Various Artists – 1977: The Year Punk Broke

Various Artists – 1977: The Year Punk Broke

“A punk album being reviewed on TPA?”, I hear your incredulous question, but read on and all will hopefully become clear…

“By early 1976 as a teenager, although I was a fan of the usual prog giants, … and a lot of prog minnows for that matter, the general feeling amongst my peers and I was that why the hell should anyone need a first class honours degree in musical theory in order to form what essentially was still a rock’n’roll band?”

That is a quote from a four-part article I wrote eight years back for my now largely dormant blog Astounded By Sound, (read the article here), on the rise and inevitable demise of what became known as Prog Rock. Or to shorten it further, and to quote Sir Mick, “I know it’s only rock’n’roll, but I like it”. As TPA’s resident veteran of the Punk Wars, it falls upon yours truly to attempt further explanation, so here goes:

By the middle of 1976, if you were a rock fan, the various forms of the album-based genre had all become bloated and frankly, far less exciting than the last episode of Bionic Woman. As for pop, I don’t know about you, but there came a point in 1976 where if I had heard any of the many endlessly overplayed singles from Rod-bloody-Stewart’s Atlantic Crossing and whatever its housewife’s orgasm-inducing favourite follow-up was called, or yet another hymn to money and divorce from the band that everyone now claims they loved at the time (you didn’t, admit it) on the radio one more effin’ time, the tranny (stop tittering at the back) would be destined for an unscheduled fight, possibly through a window.

### [Objectives]
1. List every title of a record, blog or television program that the punk compilation review names.
2. According to the punk compilation review, is each of these statements correct? (a) The writer's article on prog rock had four parts. (b) The writer's blog is still very active. (c) The writer wrote that article ten years ago.
3. Write the next part of the punk compilation review, picking up after its final sentence.

[Collection entries]

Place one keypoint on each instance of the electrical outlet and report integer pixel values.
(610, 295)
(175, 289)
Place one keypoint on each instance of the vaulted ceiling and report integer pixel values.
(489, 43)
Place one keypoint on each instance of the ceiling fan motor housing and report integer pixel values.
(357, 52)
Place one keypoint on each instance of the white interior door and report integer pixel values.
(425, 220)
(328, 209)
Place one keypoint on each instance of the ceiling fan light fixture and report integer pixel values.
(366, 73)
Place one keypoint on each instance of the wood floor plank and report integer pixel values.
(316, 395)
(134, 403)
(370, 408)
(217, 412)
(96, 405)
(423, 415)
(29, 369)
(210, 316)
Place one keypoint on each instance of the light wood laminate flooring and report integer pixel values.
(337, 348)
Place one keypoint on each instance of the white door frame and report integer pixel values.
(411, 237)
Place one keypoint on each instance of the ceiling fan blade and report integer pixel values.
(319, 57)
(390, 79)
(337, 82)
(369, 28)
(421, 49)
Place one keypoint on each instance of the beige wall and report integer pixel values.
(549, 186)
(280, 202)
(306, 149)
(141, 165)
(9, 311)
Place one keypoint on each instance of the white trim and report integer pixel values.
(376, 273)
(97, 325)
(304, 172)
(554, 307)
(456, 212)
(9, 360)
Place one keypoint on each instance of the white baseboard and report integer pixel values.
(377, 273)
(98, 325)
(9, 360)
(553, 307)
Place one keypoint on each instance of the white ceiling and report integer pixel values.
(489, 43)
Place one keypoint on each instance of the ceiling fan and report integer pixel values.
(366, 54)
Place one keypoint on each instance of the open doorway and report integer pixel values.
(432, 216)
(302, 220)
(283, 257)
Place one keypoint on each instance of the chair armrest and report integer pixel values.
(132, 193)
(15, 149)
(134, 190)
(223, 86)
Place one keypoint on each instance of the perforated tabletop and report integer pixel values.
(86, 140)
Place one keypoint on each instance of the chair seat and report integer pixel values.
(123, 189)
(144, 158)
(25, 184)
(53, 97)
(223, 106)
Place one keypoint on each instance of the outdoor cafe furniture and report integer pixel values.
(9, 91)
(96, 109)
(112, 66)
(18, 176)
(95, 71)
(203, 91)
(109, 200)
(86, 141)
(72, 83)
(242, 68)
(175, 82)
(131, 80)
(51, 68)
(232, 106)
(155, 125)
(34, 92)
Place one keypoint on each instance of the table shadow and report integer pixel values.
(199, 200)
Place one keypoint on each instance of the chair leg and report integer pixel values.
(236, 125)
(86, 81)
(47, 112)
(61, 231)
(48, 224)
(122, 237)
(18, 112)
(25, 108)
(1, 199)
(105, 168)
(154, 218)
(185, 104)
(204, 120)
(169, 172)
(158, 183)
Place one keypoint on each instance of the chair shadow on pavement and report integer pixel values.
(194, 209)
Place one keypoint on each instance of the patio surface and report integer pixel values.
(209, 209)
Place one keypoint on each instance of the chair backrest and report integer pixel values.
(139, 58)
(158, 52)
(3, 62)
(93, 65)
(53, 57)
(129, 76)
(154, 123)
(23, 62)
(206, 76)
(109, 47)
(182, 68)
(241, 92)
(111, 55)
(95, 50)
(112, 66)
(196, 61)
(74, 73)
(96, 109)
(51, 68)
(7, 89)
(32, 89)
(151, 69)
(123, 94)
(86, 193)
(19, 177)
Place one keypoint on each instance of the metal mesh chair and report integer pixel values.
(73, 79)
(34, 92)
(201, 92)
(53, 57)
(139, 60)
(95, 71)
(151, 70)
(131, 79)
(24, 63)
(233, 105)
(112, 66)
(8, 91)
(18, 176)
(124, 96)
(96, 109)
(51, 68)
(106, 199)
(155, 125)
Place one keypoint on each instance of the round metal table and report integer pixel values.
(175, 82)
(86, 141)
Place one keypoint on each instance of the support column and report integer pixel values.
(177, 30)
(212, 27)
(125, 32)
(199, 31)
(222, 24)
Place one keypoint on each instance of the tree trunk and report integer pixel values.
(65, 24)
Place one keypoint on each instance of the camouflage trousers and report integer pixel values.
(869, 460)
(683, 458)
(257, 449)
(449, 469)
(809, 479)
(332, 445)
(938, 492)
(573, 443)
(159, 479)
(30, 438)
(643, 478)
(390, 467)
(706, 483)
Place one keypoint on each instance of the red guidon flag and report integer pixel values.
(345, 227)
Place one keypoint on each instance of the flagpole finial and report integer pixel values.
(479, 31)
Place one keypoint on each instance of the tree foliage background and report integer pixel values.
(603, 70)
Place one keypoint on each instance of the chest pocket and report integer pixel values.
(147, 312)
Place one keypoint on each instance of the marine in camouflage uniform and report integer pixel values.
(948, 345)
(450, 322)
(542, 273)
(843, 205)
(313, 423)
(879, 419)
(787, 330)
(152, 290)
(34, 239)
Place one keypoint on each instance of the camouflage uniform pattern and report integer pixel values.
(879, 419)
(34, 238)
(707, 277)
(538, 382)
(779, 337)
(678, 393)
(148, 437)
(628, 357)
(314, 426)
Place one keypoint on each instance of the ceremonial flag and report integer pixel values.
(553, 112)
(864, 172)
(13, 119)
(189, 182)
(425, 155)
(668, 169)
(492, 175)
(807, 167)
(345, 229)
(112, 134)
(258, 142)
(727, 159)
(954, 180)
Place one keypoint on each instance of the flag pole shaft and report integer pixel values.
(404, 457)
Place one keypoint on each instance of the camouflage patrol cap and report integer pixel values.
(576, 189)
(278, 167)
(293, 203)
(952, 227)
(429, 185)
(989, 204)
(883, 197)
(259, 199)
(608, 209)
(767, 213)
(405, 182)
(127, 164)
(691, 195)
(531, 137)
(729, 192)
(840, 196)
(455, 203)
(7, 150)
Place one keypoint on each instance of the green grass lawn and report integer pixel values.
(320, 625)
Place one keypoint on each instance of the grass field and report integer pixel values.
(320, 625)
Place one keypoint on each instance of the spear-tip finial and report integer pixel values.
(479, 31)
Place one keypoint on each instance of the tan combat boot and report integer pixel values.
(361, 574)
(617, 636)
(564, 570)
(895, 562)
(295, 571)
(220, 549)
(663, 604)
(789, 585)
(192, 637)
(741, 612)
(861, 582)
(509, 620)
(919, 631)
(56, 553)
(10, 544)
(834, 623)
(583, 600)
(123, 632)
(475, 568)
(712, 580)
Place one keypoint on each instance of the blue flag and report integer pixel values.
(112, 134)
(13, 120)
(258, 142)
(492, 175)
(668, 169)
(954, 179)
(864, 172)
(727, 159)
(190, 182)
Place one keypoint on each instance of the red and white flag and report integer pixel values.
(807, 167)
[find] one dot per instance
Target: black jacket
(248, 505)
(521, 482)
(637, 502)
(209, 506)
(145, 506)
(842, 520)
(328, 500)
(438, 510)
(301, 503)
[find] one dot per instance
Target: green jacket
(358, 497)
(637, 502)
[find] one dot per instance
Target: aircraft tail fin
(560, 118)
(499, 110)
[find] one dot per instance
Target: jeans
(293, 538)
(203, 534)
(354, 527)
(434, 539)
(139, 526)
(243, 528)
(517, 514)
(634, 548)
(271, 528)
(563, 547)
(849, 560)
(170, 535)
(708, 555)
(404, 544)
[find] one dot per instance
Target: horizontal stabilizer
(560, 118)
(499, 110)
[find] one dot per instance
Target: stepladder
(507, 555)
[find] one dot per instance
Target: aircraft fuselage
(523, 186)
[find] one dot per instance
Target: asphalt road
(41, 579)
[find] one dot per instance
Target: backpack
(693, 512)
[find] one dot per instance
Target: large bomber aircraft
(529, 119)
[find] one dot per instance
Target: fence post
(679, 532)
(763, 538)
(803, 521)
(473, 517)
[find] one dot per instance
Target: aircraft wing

### [Responses per task]
1. 1977: The Year Punk Broke; Astounded By Sound; Atlantic Crossing; Bionic Woman

2. (a) Yes: "a four-part article". (b) No: "my now largely dormant blog". (c) No: "I wrote eight years back".

3.
You can see from the above that punk wasn’t just a rebellion against the increasingly remote and elitist nature of rock music, and prog rock in particular, and its suppliers – the withering glances you got from nearly always malodorous shop owners in guitar shops if it became quickly apparent you couldn’t play like Steve Howe were legend – no, it was at least as much a revolt against the sterile production line that was the Top 40 of the time. Basically, the whole shebang required and got several good kicks up the jacksie.

Outside in the real world, the U.K. was a grim and grey place in mid-1976, with its seemingly never-ending industrial strife feeding into rampant inflation and a general feeling of helplessness. Punk was weaned on this malaise and became the rebel yell of the ignored and downtrodden young working class who were expected to be robotic factory fodder, just like the generations before them. Thankfully for me and my kind, us lower-middle class oiks, expected to be low-paid office fodder, were also accepted into the fold, and from a revelatory moment on 20th October 1976 when the irreplaceable John Peel played The Damned’s New Rose, if memory serves at least a couple of times on the trot, and thereby blew away the cobwebs of a stagnating music scene and the general air of depression hanging over the yoof of the U.K. at a stroke, and for a subsequent period of roughly six months, The Biz and the Establishment didn’t know what hit it. It is difficult to convey what a shock to the system hearing New Rose for the first time was, and listening to some of dreck on this compilation makes it seem even more unfathomable that a genuine cultural revolution shook Blighty for a while, but I suppose you just had to be there.

If you were the right age at this time, and you didn’t even have to be living anywhere remotely hip, the U.K. was the only place to be. With the weekly inky the NME (or Sounds if you had no style barometer) as your guide to the spotty and snarling sounds emerging, and Peel pointing you in the right direction, a whole new world of hitherto untapped musical energy was unleashed before the willing supplicant. I can never get my head around folk who are exactly my age – even two years either way I can understand, two years is an aeon when you’re 17 – for whom punk passed them by completely, and instead they clung on to dreary old coke-addled FM rock or similarly uninspiring self-satisfied prog rock that was dying on its feet.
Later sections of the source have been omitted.